Provided records
= = = =
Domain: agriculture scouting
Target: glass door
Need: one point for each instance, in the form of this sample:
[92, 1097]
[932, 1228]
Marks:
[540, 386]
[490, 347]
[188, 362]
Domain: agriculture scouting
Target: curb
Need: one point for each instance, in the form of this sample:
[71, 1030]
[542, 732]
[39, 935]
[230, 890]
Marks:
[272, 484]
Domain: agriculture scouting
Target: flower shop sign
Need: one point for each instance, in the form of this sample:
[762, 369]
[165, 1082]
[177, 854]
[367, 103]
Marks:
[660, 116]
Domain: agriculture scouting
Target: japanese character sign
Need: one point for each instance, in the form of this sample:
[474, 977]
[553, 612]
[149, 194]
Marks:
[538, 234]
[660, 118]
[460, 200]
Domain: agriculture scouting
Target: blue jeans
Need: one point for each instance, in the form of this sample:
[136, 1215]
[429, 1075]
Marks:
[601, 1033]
= = = =
What is needed
Write out exactly, please, the lines beginning at the start of the material and ending with the line that holds "Target: japanese character sign", both included.

Answer to the exercise
Domain: agriculture scouting
Target: glass door
Need: one point for each instance, in the form of this sample:
[92, 1097]
[932, 1228]
Marks:
[540, 386]
[490, 347]
[188, 362]
Domain: agriculture scouting
Target: curb
Need: one point for each instance, in the form of this sample:
[71, 1030]
[542, 732]
[39, 935]
[230, 890]
Marks:
[272, 484]
Domain: agriculture scouting
Target: flower shop sign
Need: one point for each instance, in the form of this sample:
[762, 369]
[165, 1082]
[177, 854]
[367, 103]
Marks:
[660, 116]
Domain: agriculture scouting
Target: japanese character sign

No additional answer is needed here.